Répondez aux questions suivantes à partir de l'article sur Florence Ghafour :
(a) À quelle date l'article a-t-il été publié ?
(b) Depuis combien de temps Florence Ghafour anime-t-elle des séances de formation en création artistique ?
(c) Dans quelle localité se trouve son atelier ?
---- Document source
Florence Ghafour, artiste et formatrice militante

par Fabien Franco
5 juin 2018

Dans son atelier, le handicap n’est qu’une facette de l’identité parmi d’autres. Plasticienne et formatrice, Florence Ghafour œuvre pour faire évoluer les consciences. Sa méthode ? La création artistique.

Le handicap fait écran. Dans la rue ou dans le milieu professionnel, la personne handicapée interpelle par sa différence. Les regards des « valides » peuvent se faire réducteurs quand ils ne font pas preuve d’animosité. « Dans les transports en commun, il n’est pas rare que les personnes handicapées subissent des agressions » soutient Florence Ghafour, artiste à Genève. Des histoires d’agressions, de discriminations, elle en entendrait tous les jours. Femme engagée, volontaire, elle anime depuis une dizaine d’années des séances de formation en création artistique. Membre de l’association Actifs*, elle enseigne dans son propre atelier situé à Chêne-Bourg, près de Genève. Au contact des élèves, la formatrice a développé des méthodes d’enseignement basé sur l’écoute, le partage, le lâcher-prise qui, à partir d’un geste spontané, va donner l’impulsion créative. Son parcours est en premier lieu celui d’une artiste.
--------
---- Enregistrements présentés
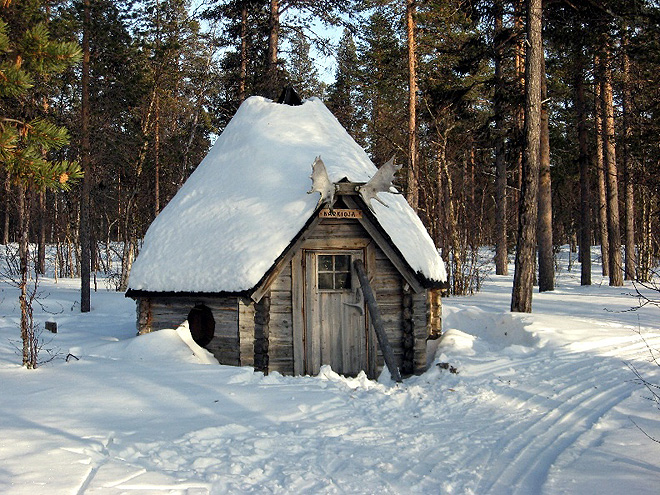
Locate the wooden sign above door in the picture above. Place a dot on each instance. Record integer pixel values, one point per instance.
(340, 213)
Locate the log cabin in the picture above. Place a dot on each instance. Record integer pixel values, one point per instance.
(261, 249)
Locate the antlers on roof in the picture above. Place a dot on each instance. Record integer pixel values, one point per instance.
(380, 182)
(321, 183)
--------
### Corrigé de l'exercice
(a) Le 5 juin 2018.
(b) Depuis une dizaine d'années.
(c) À Chêne-Bourg, près de Genève.